### EXERCISE INSTRUCTIONS
Rewrite the lines from the first line of the dataset rows through the line containing "149), (234, 149)]" as a numbered list, leaving out any blank lines.

(Dataset rows)
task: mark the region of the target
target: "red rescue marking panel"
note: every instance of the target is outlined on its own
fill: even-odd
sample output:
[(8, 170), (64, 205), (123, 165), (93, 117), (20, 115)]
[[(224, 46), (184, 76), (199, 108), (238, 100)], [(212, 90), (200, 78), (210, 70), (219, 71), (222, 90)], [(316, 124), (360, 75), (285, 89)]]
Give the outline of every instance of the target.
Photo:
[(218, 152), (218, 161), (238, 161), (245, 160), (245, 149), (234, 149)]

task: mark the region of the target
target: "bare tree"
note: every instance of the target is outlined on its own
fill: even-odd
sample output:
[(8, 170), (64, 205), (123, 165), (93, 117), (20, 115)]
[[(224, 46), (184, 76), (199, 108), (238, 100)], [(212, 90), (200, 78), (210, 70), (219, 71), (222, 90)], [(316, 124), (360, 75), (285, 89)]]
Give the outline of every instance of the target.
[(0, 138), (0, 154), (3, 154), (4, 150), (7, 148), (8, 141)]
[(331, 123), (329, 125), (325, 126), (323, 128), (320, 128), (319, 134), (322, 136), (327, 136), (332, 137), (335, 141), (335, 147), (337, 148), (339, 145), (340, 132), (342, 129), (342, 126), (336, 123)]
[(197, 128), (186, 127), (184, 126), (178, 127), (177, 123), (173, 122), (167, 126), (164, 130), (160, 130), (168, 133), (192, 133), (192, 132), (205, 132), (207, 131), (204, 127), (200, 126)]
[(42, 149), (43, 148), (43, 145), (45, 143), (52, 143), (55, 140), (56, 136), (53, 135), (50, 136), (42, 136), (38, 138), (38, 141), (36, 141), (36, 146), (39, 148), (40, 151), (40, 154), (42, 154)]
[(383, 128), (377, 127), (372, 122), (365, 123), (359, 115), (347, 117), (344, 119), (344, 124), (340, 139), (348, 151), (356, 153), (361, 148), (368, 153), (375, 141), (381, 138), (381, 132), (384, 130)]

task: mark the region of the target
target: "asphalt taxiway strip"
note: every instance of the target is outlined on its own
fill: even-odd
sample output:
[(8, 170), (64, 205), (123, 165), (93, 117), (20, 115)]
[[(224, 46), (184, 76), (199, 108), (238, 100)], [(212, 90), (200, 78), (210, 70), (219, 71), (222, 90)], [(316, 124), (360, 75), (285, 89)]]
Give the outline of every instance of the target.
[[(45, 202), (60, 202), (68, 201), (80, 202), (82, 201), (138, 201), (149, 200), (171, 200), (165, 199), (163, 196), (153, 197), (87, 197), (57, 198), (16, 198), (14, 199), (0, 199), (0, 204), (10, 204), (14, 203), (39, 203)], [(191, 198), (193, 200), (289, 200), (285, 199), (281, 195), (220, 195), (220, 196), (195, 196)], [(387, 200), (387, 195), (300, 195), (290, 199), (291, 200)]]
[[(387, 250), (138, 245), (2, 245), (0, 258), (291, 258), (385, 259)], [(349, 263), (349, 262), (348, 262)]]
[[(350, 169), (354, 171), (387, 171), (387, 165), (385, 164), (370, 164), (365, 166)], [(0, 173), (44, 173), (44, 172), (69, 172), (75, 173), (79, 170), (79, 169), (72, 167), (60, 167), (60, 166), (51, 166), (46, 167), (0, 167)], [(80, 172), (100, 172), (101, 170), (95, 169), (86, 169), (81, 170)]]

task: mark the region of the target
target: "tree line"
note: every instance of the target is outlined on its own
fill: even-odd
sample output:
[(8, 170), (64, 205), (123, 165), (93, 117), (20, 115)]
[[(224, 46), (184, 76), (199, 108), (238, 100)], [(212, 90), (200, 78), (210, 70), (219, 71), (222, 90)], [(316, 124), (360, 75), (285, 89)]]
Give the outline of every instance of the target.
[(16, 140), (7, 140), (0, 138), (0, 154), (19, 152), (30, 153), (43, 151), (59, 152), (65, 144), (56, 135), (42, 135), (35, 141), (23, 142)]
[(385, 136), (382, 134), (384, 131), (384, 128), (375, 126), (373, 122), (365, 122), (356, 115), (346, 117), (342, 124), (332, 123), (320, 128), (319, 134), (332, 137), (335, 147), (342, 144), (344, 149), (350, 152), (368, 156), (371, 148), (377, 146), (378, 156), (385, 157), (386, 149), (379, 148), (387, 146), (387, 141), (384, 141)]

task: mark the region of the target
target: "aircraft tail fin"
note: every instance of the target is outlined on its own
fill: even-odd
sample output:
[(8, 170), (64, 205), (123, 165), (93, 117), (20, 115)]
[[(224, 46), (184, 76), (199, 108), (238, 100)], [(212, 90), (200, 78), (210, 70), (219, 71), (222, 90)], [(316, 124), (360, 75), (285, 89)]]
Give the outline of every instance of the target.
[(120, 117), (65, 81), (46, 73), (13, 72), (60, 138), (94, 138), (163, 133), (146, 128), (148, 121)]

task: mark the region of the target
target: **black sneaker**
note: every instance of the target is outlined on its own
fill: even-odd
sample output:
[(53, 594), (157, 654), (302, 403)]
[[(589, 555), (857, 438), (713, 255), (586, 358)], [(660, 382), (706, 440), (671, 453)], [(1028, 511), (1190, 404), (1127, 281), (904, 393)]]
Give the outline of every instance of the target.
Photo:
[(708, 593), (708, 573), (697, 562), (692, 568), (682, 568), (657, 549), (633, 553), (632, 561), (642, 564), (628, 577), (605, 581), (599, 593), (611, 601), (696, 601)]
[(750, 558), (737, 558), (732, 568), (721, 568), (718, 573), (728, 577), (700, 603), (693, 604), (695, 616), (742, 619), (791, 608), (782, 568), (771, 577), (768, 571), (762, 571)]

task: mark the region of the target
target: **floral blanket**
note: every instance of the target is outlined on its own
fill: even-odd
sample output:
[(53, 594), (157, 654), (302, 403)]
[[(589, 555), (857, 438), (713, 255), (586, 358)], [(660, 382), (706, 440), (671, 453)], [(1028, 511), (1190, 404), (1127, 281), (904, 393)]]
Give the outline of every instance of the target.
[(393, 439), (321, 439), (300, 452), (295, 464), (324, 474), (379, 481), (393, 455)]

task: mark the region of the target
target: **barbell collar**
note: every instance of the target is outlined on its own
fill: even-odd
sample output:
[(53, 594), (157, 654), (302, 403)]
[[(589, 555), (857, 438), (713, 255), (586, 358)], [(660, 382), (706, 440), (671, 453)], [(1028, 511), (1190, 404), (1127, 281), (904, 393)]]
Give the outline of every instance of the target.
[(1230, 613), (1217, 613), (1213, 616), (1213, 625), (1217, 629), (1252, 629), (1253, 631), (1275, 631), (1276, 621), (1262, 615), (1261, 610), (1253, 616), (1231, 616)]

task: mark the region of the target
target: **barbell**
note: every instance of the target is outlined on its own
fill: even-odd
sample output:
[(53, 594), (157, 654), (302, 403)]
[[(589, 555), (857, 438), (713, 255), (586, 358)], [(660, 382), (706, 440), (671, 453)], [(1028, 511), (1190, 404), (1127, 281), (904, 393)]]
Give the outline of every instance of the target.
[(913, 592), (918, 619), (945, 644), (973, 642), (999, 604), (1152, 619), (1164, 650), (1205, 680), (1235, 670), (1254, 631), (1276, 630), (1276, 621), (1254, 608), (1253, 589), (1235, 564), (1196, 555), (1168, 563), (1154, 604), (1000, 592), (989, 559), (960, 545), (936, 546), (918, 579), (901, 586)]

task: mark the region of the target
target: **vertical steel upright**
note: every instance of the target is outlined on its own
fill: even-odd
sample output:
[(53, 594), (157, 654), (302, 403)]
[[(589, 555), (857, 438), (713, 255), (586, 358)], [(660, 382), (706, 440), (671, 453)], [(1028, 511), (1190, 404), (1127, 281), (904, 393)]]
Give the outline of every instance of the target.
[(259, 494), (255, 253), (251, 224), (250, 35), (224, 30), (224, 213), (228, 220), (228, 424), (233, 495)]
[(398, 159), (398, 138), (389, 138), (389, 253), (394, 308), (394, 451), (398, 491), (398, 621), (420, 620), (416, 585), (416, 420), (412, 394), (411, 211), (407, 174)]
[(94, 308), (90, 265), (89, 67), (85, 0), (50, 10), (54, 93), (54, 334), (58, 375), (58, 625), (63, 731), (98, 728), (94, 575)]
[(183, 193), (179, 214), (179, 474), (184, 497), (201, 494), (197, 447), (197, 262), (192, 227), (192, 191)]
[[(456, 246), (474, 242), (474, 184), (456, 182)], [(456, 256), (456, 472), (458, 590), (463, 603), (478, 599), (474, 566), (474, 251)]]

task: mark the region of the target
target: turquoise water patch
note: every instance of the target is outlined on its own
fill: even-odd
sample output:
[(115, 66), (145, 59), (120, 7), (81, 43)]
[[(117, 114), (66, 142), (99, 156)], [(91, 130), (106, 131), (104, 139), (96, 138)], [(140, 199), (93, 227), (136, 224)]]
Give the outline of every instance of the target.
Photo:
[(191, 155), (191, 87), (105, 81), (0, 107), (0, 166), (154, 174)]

### RESULT OF THIS EXERCISE
1. task: mark the region of the target
2. target: "red rescue marking panel"
3. note: every instance of the target is outlined on its own
4. fill: even-odd
5. sample output:
6. [(8, 170), (64, 205), (123, 165), (93, 117), (20, 115)]
7. [[(224, 46), (184, 76), (199, 108), (238, 100)], [(212, 90), (200, 78), (210, 70), (219, 71), (222, 90)], [(316, 124), (360, 75), (285, 89)]]
8. Give the outline of every instance of the target.
9. Photo:
10. [(218, 152), (218, 161), (238, 161), (245, 160), (245, 149), (234, 149)]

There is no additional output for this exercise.